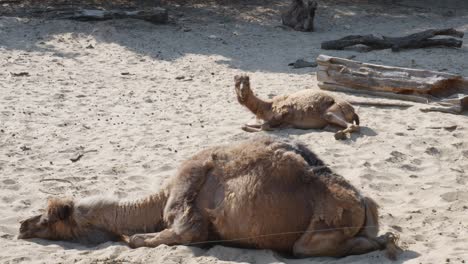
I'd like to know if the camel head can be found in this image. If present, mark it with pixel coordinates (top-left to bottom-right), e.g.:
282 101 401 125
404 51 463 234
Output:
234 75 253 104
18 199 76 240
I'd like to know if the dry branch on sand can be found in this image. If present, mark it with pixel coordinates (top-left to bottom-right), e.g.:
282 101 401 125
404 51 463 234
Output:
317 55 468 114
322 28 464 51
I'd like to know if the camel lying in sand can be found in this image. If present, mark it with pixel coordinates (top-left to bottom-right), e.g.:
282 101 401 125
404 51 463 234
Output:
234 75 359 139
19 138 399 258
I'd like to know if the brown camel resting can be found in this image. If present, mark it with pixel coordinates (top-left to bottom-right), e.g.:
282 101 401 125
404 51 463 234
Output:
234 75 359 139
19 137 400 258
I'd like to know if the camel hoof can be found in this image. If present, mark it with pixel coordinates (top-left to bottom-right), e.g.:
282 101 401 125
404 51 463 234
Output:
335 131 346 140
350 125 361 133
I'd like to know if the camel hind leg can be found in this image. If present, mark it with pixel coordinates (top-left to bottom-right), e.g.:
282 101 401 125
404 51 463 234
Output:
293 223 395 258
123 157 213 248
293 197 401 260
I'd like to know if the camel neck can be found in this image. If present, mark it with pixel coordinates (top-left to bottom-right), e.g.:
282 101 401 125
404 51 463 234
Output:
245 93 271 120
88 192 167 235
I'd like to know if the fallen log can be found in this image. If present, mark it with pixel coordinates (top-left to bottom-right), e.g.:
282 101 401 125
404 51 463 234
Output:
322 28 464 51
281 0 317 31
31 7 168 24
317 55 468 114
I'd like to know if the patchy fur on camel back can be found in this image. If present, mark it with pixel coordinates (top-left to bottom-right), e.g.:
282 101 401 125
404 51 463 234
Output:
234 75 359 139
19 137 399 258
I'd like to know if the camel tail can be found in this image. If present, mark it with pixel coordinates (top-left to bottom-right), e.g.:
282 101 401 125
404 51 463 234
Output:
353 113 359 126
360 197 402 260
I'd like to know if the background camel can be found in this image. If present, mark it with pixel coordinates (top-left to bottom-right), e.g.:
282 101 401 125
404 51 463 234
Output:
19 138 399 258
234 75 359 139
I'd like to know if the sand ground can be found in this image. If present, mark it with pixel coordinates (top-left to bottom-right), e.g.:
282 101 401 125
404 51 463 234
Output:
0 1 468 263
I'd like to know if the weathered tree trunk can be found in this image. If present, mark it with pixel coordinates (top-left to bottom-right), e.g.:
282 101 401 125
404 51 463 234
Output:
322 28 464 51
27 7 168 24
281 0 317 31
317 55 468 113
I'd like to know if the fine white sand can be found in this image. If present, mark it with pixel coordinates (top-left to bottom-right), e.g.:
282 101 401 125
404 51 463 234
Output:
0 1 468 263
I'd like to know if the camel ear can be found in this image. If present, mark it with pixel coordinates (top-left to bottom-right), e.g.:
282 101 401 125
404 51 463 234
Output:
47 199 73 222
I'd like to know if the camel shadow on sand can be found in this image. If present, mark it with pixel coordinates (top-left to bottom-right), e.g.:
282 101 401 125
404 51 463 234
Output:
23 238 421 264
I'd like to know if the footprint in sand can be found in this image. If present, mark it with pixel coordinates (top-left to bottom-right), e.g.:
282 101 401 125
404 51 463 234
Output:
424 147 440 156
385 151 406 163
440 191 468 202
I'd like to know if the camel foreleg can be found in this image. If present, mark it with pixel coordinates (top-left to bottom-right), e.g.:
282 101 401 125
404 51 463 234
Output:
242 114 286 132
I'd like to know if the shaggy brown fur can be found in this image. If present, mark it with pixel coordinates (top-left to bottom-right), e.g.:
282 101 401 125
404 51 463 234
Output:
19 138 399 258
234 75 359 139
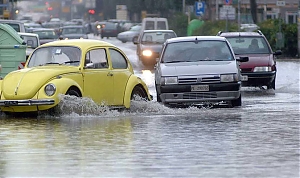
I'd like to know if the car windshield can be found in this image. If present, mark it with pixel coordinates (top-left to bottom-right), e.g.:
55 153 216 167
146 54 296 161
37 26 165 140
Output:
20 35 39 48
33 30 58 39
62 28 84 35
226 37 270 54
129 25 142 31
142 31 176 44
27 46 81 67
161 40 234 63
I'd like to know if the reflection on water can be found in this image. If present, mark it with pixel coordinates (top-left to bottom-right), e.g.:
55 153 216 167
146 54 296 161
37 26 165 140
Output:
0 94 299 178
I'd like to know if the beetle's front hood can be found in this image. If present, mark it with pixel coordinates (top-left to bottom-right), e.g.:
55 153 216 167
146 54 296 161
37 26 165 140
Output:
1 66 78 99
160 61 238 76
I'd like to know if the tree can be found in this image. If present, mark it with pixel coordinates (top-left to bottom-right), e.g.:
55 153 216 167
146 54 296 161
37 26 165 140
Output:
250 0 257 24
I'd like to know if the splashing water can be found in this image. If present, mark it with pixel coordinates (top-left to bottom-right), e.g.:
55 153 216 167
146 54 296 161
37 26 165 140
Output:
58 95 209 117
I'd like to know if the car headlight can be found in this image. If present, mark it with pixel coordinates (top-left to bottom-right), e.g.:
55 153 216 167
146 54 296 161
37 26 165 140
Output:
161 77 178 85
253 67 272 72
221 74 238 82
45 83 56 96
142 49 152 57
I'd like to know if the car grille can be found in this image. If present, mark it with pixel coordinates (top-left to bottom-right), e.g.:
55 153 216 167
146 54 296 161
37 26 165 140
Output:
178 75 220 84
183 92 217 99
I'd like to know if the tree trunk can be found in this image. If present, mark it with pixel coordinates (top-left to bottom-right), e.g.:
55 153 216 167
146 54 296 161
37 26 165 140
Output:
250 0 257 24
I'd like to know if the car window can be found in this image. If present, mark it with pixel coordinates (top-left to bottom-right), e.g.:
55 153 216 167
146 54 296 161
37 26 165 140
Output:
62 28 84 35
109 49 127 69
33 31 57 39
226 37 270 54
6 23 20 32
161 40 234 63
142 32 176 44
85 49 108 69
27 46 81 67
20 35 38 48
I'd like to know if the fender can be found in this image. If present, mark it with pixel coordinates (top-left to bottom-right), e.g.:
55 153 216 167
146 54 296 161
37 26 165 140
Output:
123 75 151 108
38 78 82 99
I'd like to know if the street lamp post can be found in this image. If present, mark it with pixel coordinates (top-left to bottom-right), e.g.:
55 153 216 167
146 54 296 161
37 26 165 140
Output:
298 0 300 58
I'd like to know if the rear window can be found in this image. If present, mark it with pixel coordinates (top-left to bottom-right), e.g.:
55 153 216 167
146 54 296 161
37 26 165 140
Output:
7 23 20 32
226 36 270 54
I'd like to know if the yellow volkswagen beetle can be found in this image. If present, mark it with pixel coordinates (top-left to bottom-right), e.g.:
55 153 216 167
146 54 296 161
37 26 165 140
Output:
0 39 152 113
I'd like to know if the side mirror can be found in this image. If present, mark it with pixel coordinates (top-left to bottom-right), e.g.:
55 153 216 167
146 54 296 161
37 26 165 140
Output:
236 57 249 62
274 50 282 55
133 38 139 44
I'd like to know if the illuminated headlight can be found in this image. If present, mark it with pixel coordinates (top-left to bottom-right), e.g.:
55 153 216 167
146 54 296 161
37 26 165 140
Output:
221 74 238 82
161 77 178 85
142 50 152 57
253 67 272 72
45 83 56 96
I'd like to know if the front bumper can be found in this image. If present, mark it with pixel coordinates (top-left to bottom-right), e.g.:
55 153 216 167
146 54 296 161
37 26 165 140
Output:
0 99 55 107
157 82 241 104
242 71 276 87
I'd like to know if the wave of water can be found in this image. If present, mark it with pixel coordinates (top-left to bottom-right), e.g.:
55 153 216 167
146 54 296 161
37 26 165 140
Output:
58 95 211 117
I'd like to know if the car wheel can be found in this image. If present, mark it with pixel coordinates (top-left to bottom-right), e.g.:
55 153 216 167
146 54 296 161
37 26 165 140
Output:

◆ AIM: Copy every item above word for word, omitting the pictures.

◆ EXERCISE RESULT:
I'd like to know if the camel head can be found in this image. If present, mark it with pixel coordinates (top-left to bottom-right), e.g.:
282 101 401 125
404 51 463 234
Output:
234 75 253 104
18 199 76 240
I'd like to know if the dry branch on sand can be found in this image. If present, mark it with pixel coordinates (top-left to bottom-right), e.g.:
282 101 401 125
404 51 463 234
Output:
317 55 468 114
322 28 464 51
I'd like to know if the camel lying in sand can be found in this image. If present, mark it with pixel coordinates (top-left to bottom-right), e.g.:
282 101 401 125
404 51 463 234
Output:
234 75 359 139
19 138 399 258
I'd like to know if the brown camel resting can be found in this image. If present, mark it with pixel coordinates (top-left to bottom-right), e.g.:
282 101 401 125
404 51 463 234
Output:
234 75 359 139
19 137 400 258
I'd like to know if the camel hoof can be found in this image. If present, mark it with pixel coordinates (top-left to bottom-right), e.g.:
282 101 401 125
404 51 463 234
Output:
335 131 346 140
350 125 361 133
I'd like to know if the camel hind leg can be found in this image. If present, mark it with pixel coordinates (top-left to bottom-right), e.g.:
282 101 401 125
404 51 463 234
Output:
293 223 395 258
123 157 213 248
293 197 401 260
I'd like to know if the camel neck can be found in this image. If present, mark it with pixel coordinates (top-left to bottom-right), e.g.:
282 101 401 125
404 51 463 234
Output:
245 93 271 120
88 192 167 235
I'd like to know if the fallen log can be found in this image. If present, mark it with pixel coordinates (top-left to bottom-right), e.g.:
282 101 401 125
404 51 463 234
Output:
322 28 464 51
281 0 317 31
31 7 168 24
317 55 468 114
I'd like to know if the patchy fur on camel back can be found in this image. If present, mark it with pixel coordinates (top-left to bottom-right), e.g.:
282 101 401 125
404 51 463 234
Output:
234 75 359 139
19 137 399 258
I'd like to know if the camel tail can be found in this image. If present, mark it with pixel coordinates (top-left to bottom-right), e.g.:
282 101 401 125
404 51 463 234
Output:
353 113 359 126
360 197 402 260
I'd like to know if the background camel can be found in this image. If present, mark it with pixel coordinates (top-left to bottom-right), e.g.:
282 101 401 125
404 51 463 234
Output:
19 138 399 258
234 75 359 139
I'd like to know if the sand ground can be found in this image. If present, mark it with pixel coordinates (top-left to bottom-right), e.g.:
282 101 401 125
404 51 463 234
Output:
0 1 468 263
I'd like to know if the weathered tree trunk can be found in this image. If present, mark it with pixel coordinates (top-left to bottom-right), e.g.:
282 101 401 125
404 51 463 234
Output:
322 28 464 51
27 7 168 24
281 0 317 31
317 55 468 113
I'd like to know if the fine white sand can be found in this image. If present, mark it with pixel coordinates (top-left to bottom-right), e.g.:
282 101 401 125
404 51 463 234
Output:
0 1 468 263
I'd like to know if the camel ear can be found in this image. If present, mark it with pixel coordinates (top-left to bottom-right), e.g.:
282 101 401 125
404 51 463 234
Output:
47 199 73 222
I'd like to know if the camel shadow on sand can be found in this image. If present, mark it with pixel coordinates (top-left to bottom-right), e.g.:
282 101 401 125
404 51 463 234
Output:
23 238 421 264
I'd like to know if the footprint in sand can be found in this image. If present, mark it with pixel coordinates (top-left to bottom-right), e.g.:
282 101 401 125
404 51 463 234
Output:
424 147 440 156
385 151 406 163
440 191 468 202
I'd like to know if the camel foreleg can be found in this image. If present, mark it with pixel coordinates (top-left to bottom-right), e.g.:
282 101 401 125
404 51 463 234
Output:
242 114 286 132
I'd like to know if the shaggy brown fur can be found in this image. If present, mark it with pixel coordinates (top-left to bottom-right), e.g.:
282 101 401 125
404 51 463 234
Output:
19 138 399 258
234 75 359 139
I'd like to know if the car windshield can be found in this image. If present, mark it with pixel coordinates (top-left to bottom-right), e.g.:
55 153 216 167
146 54 296 161
37 26 165 140
Output:
20 35 39 48
33 30 58 39
62 28 84 35
226 37 270 54
129 25 142 31
142 31 176 44
27 46 81 67
161 40 234 63
I'd like to know if the reflection on water can be found in this image. If present, mark it with pixel coordinates (top-left to bottom-right), e.g.:
55 153 216 167
146 54 296 161
37 26 165 140
Output:
0 94 299 178
I'd like to know if the beetle's front hood can be found in this image. If present, mark it with pixel coordinates (top-left to bottom-right), e.g.:
55 153 216 167
146 54 296 161
37 26 165 140
Output:
1 66 78 99
160 61 238 76
I'd like to know if the tree can be found in this image. If present, mark it with pixel coordinates (top-left to bottom-right), e.g.:
55 153 216 167
146 54 296 161
37 26 165 140
Output:
250 0 257 24
I'd like to know if the splashing water can be found in this image. If present, mark it with pixel coordinates (top-left to bottom-right), e.g.:
55 153 216 167
146 54 296 161
37 26 165 140
Output:
58 95 209 117
I'd like to know if the car headlight can be found in this image. If present, mark it with pixel coordinates (top-left to bottom-right), e.g.:
55 153 216 167
146 54 296 161
37 26 165 140
Output:
161 77 178 85
253 67 272 72
221 74 238 82
45 83 56 96
142 49 152 57
I'd like to know if the car grille can be found in this image. If present, mark it with pixel coordinates (top-left to bottom-right), e.g.:
55 153 216 167
146 54 296 161
37 26 165 140
Output:
178 75 220 84
183 92 217 99
I'd like to know if the tree trunk can be found in this image. If present, mark it with pixel coordinates (top-left to bottom-right), e.g.:
55 153 216 167
146 54 296 161
37 26 165 140
Output:
250 0 257 24
I'd like to know if the car window can be found in this image. If present, mark it with pixel coordinates (top-left to bottom-right), e.g.:
55 153 216 167
146 54 296 161
37 26 165 140
Output:
62 28 84 35
109 49 127 69
33 31 57 39
226 37 270 54
6 23 20 32
161 40 234 63
142 32 176 44
85 49 108 69
27 46 81 67
20 35 38 48
I'd like to know if the fender can be found in this image. If present, mark it with pixel coordinates (top-left to bottom-right), e.g.:
55 153 216 167
146 54 296 161
37 26 165 140
Output:
123 75 151 108
38 78 82 99
I'd like to know if the street lamp post can be found in this image. If present, mark it with pixel coordinates (top-left to bottom-right), e.g.:
55 153 216 167
146 54 296 161
37 26 165 140
Output:
298 0 300 58
I'd like to know if the rear window can be found in this image. If present, mark it with pixel coordinates (top-left to bottom-right), e.g.:
55 153 216 167
146 54 296 161
37 26 165 140
Output:
7 23 20 32
226 36 270 54
I'd like to know if the yellow volkswagen beetle can be found in this image. If present, mark it with pixel coordinates (top-left to bottom-right), e.g.:
55 153 216 167
146 54 296 161
37 26 165 140
Output:
0 39 152 113
I'd like to know if the side mirror can be found in this image. If present, mark it with pixel coordinates (top-left to bottom-right), e.g.:
55 153 216 167
146 54 296 161
37 26 165 140
Output:
236 57 249 62
274 50 282 55
133 38 139 44
I'd like to know if the illuminated headlight can be found in this image. If present, mark it with pixel coordinates (top-left to bottom-right), e.g.:
55 153 216 167
146 54 296 161
37 26 165 140
Output:
221 74 238 82
161 77 178 85
142 50 152 57
253 67 272 72
45 83 56 96
I'd like to know if the front bumper can be found in this image. If present, mark it with pixel coordinates (top-left to bottom-right), e.g.:
55 153 216 167
146 54 296 161
37 26 165 140
Output:
0 99 55 107
157 82 241 104
242 71 276 87
I'd like to know if the wave of water can be found in this image. If present, mark it with pixel coordinates (top-left to bottom-right), e.g.:
55 153 216 167
146 54 296 161
37 26 165 140
Output:
58 95 211 117
I'd like to know if the car wheel can be found in this image. If present, mark it with pixel coordinates (top-left to bottom-right), e.g.:
55 153 216 167
146 54 296 161
37 26 165 140
Output:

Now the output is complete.